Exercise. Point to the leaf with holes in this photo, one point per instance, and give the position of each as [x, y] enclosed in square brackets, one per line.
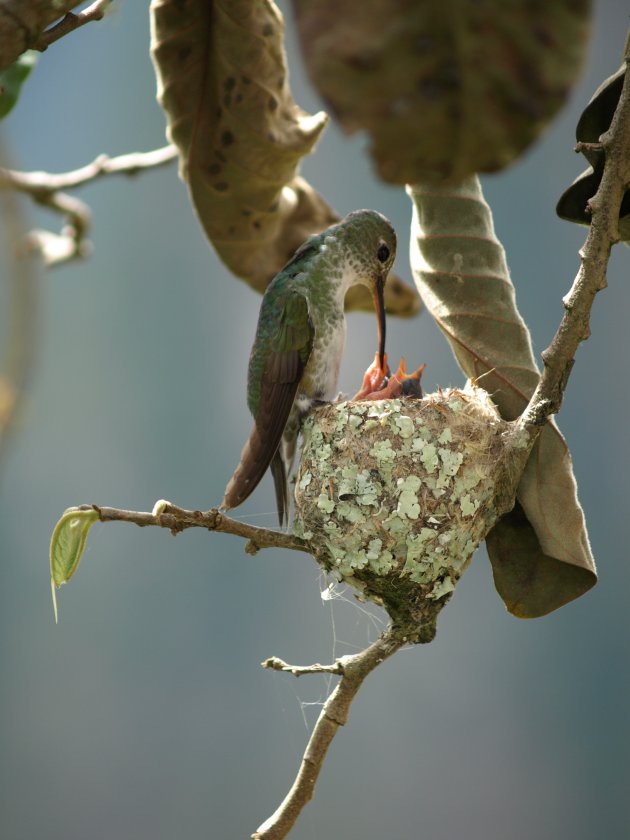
[444, 89]
[223, 82]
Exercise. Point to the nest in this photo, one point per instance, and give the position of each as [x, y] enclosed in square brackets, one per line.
[394, 496]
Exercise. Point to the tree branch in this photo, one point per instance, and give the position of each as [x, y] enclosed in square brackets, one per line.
[23, 21]
[70, 22]
[574, 327]
[176, 519]
[47, 189]
[353, 669]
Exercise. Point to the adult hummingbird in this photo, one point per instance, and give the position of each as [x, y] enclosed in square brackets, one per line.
[299, 343]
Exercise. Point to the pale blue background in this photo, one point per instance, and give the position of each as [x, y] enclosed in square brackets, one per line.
[145, 714]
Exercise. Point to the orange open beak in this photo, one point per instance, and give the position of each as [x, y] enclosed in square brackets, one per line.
[379, 304]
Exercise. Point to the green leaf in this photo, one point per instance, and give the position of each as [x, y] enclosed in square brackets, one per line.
[67, 544]
[12, 78]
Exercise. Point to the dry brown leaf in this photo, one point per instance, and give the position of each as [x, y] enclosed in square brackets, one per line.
[222, 80]
[463, 279]
[445, 89]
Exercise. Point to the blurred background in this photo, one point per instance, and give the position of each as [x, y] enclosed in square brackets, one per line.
[145, 713]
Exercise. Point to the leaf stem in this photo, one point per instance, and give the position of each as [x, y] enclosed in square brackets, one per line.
[47, 189]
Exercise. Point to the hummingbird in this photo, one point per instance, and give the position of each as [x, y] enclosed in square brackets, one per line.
[300, 337]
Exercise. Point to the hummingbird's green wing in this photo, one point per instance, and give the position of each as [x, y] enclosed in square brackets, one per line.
[287, 350]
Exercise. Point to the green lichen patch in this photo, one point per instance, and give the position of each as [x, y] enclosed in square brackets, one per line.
[397, 494]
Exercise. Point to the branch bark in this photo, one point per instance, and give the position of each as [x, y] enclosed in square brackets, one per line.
[603, 233]
[354, 669]
[176, 519]
[48, 190]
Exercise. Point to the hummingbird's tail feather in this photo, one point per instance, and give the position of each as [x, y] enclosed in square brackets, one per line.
[262, 445]
[279, 473]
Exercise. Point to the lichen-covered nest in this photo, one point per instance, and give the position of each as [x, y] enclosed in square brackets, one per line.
[395, 495]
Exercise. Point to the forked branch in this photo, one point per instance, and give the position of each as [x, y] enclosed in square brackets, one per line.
[353, 669]
[50, 190]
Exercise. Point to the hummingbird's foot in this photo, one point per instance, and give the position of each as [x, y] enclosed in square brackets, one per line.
[373, 379]
[401, 384]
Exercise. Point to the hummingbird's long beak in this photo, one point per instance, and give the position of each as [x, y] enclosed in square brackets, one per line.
[379, 304]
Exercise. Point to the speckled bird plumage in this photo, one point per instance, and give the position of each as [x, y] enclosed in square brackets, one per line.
[297, 351]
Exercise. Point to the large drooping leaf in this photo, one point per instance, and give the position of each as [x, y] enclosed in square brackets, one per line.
[539, 552]
[444, 88]
[223, 82]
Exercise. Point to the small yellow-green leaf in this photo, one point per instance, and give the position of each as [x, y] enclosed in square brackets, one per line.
[68, 542]
[12, 78]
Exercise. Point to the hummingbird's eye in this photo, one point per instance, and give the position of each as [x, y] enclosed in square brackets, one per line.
[383, 253]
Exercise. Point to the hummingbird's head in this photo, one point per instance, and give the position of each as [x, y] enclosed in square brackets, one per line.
[371, 240]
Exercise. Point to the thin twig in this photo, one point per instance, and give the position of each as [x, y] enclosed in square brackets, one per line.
[70, 22]
[354, 669]
[176, 519]
[274, 663]
[47, 189]
[604, 207]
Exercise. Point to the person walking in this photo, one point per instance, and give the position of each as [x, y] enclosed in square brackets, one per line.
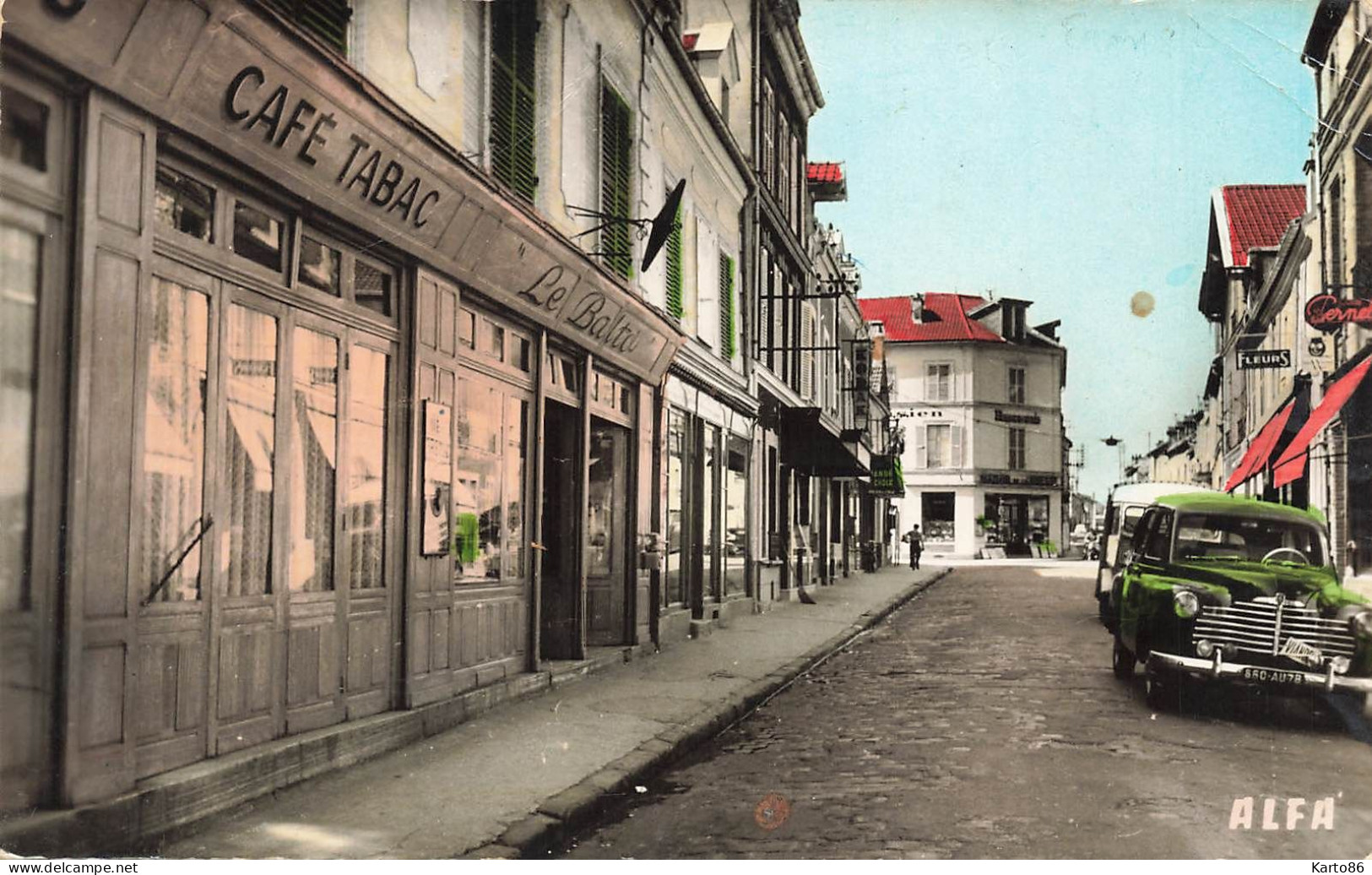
[917, 546]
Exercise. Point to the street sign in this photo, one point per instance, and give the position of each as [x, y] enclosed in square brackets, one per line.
[1253, 360]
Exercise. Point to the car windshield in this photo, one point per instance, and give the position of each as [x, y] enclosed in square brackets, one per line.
[1246, 539]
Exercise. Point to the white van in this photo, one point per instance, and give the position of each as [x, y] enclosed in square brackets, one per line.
[1126, 503]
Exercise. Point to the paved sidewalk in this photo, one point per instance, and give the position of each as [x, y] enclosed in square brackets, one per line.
[512, 780]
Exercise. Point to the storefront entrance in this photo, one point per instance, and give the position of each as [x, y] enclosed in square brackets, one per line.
[560, 580]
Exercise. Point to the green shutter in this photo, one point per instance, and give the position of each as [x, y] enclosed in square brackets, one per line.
[616, 177]
[726, 307]
[324, 18]
[513, 26]
[674, 268]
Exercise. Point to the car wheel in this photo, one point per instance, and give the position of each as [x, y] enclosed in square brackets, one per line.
[1163, 693]
[1121, 660]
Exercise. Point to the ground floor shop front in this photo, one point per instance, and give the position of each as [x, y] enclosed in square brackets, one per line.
[279, 459]
[974, 520]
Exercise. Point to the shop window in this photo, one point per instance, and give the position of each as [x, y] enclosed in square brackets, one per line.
[735, 517]
[513, 133]
[366, 486]
[313, 459]
[24, 136]
[616, 182]
[19, 283]
[250, 450]
[173, 443]
[322, 266]
[184, 204]
[257, 236]
[467, 328]
[937, 516]
[1017, 448]
[372, 287]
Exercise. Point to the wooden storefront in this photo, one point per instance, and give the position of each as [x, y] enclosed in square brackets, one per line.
[311, 421]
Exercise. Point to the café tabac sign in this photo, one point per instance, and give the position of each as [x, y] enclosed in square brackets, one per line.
[265, 107]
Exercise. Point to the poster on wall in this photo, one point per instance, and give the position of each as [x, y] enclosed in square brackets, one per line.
[438, 477]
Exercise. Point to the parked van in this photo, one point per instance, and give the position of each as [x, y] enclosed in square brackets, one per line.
[1123, 510]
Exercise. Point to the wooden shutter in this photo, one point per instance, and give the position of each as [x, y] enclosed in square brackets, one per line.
[324, 18]
[726, 307]
[674, 269]
[513, 162]
[616, 149]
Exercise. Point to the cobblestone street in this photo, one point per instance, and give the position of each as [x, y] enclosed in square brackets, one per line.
[983, 720]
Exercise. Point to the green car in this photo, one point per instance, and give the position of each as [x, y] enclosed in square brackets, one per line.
[1242, 591]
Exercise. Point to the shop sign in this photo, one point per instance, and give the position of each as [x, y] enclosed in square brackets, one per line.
[1328, 313]
[1007, 477]
[1255, 360]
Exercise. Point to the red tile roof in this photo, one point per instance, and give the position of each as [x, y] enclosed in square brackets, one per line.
[1257, 215]
[946, 318]
[823, 171]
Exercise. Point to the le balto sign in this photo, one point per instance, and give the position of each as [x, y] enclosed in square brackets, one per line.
[276, 114]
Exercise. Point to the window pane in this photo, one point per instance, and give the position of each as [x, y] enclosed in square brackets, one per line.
[24, 136]
[366, 499]
[184, 204]
[320, 266]
[19, 277]
[476, 542]
[313, 459]
[372, 287]
[516, 417]
[257, 236]
[173, 444]
[248, 452]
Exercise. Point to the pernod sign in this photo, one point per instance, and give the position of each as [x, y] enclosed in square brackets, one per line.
[1253, 360]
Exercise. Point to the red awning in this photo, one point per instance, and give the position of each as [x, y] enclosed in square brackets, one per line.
[1261, 448]
[1293, 459]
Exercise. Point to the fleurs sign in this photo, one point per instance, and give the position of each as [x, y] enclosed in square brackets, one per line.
[1327, 313]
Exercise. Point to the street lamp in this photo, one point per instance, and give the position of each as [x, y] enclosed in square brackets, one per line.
[1115, 442]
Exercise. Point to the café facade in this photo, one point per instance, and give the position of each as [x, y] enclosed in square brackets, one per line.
[306, 420]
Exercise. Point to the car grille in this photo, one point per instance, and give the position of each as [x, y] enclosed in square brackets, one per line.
[1266, 626]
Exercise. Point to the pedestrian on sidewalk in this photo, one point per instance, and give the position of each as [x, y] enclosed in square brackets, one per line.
[917, 546]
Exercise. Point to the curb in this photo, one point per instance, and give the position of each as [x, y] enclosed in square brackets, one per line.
[561, 815]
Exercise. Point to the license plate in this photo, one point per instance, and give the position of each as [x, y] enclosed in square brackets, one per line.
[1272, 675]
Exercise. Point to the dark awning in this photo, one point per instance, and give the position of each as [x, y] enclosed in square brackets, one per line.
[810, 448]
[1290, 465]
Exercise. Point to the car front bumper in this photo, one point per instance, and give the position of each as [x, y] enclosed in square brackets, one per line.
[1217, 668]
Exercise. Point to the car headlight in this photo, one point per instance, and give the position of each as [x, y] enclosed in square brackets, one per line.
[1185, 602]
[1361, 624]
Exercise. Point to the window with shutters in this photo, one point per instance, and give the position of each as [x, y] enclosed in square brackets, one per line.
[327, 19]
[939, 382]
[513, 29]
[728, 313]
[616, 175]
[675, 306]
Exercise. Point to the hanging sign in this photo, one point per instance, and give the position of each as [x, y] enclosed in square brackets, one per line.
[1255, 360]
[1327, 313]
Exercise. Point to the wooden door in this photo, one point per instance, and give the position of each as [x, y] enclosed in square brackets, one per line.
[607, 535]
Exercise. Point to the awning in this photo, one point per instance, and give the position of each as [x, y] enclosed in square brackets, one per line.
[811, 448]
[1291, 464]
[888, 481]
[1261, 448]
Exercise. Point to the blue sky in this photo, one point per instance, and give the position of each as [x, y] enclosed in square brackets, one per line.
[1062, 153]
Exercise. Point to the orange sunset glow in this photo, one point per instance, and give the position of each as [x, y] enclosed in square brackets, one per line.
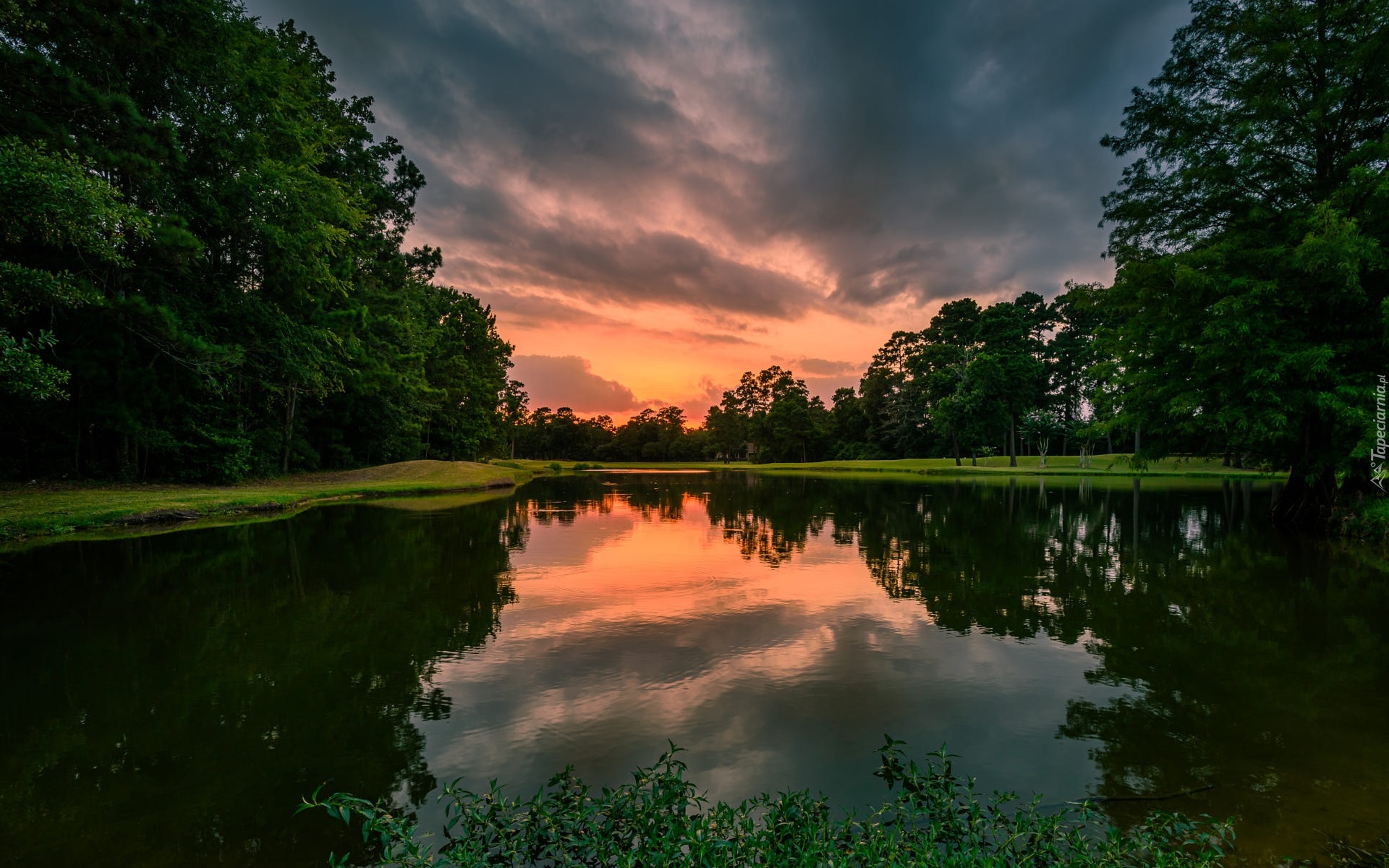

......

▸ Problem to solve: Starting with the line that contains "Exercise. Point to the wooden door" and running through the end of the records, turn each line into an item of a numbered list. Skip blank lines and leave the pictures out.

▸ The result:
1. Exercise. Point to the wooden door in this photo, one point per instance, and give the position of each as [x, y] enclosed in square brackets, one per line.
2. [607, 535]
3. Exercise. Point to the awning in this photo, one point per instance, and give the position of each as [x, y] enclosed in square brackets, one per line.
4. [811, 448]
5. [1291, 464]
6. [888, 481]
7. [1261, 448]
8. Exercise. Point to the blue sky in this photo, one point per instance, and give the position of each as [x, y] enclosed in square brackets, one per line.
9. [1062, 153]
10. Exercise. Point to the orange sunset glow in this photo, one point per instance, and give the position of each as [x, y] enclosed in square brackets, one per line.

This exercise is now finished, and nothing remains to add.